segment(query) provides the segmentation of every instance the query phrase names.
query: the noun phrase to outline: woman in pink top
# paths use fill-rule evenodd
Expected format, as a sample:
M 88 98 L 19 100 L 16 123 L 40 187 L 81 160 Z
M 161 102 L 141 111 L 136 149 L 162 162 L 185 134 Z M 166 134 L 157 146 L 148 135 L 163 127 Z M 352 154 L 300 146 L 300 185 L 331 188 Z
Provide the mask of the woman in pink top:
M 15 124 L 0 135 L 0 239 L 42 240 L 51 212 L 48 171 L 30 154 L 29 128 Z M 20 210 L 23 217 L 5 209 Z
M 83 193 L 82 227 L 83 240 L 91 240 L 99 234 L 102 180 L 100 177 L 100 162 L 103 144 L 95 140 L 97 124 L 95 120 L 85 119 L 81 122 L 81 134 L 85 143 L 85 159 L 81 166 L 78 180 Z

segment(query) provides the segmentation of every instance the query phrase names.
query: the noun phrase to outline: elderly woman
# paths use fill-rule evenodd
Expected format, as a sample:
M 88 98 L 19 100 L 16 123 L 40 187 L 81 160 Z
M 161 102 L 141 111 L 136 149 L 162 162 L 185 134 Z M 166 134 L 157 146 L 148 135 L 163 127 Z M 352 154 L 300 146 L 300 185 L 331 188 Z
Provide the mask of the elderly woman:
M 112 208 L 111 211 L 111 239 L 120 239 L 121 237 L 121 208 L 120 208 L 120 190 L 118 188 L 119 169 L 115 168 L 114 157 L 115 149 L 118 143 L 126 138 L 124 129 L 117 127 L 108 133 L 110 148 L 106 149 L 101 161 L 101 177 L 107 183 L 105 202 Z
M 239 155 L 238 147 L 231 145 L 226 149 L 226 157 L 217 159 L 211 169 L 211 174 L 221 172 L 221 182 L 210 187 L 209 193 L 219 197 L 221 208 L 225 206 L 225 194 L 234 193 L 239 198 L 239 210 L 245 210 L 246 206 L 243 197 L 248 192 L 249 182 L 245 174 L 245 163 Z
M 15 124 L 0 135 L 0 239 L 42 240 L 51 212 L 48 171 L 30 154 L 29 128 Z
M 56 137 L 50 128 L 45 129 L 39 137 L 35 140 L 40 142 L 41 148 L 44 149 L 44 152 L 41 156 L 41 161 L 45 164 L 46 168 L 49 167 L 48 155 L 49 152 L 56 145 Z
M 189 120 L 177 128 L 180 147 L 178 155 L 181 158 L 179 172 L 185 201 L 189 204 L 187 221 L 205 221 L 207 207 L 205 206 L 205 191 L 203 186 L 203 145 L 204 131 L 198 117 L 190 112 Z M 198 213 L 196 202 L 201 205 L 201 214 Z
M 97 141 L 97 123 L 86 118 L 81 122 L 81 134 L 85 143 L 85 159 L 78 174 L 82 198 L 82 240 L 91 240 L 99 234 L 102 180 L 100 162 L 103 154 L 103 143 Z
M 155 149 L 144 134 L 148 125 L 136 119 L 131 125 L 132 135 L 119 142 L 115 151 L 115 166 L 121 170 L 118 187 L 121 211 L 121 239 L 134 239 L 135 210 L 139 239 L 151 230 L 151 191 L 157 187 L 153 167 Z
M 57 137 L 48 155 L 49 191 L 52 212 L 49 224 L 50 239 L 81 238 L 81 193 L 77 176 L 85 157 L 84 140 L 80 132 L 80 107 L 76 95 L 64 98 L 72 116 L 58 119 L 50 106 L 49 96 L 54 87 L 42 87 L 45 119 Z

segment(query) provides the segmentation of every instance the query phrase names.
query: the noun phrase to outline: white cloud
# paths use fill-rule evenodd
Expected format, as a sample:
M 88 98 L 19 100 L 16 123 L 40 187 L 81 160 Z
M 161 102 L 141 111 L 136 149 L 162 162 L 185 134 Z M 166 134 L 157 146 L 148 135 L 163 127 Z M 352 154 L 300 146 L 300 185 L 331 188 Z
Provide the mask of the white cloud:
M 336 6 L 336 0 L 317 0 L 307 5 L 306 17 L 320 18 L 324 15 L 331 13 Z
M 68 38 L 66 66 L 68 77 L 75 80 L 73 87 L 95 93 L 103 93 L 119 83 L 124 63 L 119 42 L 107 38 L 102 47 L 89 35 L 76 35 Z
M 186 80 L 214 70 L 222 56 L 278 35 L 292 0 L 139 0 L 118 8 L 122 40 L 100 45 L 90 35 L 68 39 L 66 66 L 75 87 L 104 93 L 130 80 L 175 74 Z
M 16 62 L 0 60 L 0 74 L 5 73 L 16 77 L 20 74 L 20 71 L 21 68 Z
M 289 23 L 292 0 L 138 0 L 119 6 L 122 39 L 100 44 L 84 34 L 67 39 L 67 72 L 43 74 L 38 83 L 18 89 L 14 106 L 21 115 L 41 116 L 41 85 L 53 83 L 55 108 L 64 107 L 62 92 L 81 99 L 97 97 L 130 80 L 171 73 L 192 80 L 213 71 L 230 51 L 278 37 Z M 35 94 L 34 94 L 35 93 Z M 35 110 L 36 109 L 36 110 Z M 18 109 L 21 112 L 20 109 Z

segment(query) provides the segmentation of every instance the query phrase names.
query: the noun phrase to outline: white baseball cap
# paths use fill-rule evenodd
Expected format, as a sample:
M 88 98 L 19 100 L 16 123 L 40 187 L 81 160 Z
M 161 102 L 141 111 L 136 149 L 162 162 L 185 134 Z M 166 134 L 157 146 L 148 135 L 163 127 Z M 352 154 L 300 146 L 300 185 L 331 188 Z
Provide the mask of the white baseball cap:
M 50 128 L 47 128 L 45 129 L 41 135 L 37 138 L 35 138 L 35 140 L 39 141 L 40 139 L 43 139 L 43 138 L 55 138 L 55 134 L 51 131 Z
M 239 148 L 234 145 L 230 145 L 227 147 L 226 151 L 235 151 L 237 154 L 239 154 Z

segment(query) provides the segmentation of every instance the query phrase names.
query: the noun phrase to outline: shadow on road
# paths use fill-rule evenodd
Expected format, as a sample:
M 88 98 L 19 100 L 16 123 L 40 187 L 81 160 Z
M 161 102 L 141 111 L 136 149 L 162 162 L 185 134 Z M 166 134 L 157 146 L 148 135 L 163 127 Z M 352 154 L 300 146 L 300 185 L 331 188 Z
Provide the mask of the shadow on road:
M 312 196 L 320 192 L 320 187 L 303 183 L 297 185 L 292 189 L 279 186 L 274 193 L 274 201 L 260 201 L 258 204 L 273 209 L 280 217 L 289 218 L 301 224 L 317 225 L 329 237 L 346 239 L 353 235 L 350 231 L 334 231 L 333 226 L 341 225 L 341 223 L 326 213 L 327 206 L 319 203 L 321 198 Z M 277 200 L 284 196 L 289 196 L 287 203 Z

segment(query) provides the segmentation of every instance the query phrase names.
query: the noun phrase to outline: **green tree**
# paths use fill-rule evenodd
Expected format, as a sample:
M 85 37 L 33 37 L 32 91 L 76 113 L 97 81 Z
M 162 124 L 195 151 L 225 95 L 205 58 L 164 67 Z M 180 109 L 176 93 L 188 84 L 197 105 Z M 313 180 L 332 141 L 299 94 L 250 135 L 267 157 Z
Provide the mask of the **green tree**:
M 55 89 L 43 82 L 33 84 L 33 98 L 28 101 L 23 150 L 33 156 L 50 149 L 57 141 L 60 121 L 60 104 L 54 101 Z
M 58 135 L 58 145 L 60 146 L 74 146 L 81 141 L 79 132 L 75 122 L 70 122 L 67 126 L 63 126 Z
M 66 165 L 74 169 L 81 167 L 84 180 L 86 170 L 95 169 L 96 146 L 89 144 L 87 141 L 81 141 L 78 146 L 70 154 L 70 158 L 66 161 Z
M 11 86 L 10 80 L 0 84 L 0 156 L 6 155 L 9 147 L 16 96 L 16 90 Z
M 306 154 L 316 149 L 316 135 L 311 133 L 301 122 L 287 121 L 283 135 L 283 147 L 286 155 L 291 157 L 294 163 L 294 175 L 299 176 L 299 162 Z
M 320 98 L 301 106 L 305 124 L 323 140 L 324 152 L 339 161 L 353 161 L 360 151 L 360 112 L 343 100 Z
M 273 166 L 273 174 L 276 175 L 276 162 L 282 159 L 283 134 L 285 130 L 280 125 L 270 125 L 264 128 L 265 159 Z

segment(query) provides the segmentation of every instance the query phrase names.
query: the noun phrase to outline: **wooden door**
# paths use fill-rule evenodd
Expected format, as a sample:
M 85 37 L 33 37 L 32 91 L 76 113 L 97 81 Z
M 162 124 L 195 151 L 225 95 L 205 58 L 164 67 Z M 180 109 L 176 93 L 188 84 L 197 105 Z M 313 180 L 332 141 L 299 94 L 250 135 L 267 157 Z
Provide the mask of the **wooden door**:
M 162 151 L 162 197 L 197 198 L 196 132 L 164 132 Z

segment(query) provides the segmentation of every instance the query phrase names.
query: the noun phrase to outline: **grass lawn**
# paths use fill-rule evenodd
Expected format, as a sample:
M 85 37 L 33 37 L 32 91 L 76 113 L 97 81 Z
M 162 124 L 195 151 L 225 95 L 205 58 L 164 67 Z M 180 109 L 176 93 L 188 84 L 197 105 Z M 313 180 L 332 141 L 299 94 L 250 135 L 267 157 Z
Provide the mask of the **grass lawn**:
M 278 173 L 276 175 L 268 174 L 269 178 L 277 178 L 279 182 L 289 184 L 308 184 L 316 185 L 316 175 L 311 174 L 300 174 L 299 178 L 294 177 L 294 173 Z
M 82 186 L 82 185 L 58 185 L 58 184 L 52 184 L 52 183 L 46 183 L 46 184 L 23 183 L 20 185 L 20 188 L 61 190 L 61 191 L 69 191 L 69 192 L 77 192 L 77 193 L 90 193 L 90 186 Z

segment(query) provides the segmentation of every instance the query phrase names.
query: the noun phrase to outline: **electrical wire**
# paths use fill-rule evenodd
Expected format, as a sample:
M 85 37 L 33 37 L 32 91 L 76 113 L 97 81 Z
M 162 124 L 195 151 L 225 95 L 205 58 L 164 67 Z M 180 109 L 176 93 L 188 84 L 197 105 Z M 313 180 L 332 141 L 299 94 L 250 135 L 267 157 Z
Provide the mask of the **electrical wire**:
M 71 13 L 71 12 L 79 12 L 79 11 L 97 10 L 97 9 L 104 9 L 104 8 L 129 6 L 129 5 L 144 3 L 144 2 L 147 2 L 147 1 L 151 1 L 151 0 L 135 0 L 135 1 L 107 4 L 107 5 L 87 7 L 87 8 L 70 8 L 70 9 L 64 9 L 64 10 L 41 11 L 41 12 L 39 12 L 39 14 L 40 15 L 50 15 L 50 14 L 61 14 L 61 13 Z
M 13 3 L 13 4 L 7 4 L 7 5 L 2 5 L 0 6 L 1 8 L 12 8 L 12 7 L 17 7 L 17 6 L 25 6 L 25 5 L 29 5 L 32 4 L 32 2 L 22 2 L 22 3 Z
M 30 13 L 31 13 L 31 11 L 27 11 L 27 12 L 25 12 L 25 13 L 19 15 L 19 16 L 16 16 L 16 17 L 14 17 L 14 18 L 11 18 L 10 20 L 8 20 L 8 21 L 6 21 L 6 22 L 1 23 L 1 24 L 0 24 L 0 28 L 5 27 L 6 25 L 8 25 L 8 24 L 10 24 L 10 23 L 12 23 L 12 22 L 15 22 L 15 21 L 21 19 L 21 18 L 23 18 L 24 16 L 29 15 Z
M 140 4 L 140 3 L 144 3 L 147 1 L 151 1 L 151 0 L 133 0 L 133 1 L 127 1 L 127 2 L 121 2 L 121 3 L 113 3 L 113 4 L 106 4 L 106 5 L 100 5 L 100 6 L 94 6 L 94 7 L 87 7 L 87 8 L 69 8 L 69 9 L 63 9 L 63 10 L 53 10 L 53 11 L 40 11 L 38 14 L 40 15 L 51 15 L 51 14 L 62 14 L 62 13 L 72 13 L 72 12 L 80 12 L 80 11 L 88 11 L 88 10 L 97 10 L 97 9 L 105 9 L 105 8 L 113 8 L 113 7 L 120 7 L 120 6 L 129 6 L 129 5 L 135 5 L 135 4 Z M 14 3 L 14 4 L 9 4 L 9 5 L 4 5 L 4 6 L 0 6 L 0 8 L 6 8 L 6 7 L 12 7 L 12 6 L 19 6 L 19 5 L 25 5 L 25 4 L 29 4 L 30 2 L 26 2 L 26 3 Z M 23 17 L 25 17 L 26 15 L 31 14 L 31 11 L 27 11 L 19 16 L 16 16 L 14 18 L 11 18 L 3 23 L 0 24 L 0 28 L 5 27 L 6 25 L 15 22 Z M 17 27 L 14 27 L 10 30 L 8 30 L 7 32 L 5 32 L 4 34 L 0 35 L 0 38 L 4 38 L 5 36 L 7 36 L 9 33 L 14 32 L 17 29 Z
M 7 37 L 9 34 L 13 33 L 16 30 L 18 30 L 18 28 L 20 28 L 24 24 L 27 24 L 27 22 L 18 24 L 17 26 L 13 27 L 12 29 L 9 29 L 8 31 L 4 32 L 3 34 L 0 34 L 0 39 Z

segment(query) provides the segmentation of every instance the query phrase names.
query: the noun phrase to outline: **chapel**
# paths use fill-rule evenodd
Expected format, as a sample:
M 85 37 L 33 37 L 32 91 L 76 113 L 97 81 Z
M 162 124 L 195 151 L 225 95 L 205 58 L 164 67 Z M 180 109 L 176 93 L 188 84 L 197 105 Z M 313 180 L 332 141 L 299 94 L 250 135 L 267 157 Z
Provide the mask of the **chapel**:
---
### GOAL OF THE EXERCISE
How many lines of the data contain "chapel"? Work it out and give only the number.

### ANSWER BELOW
2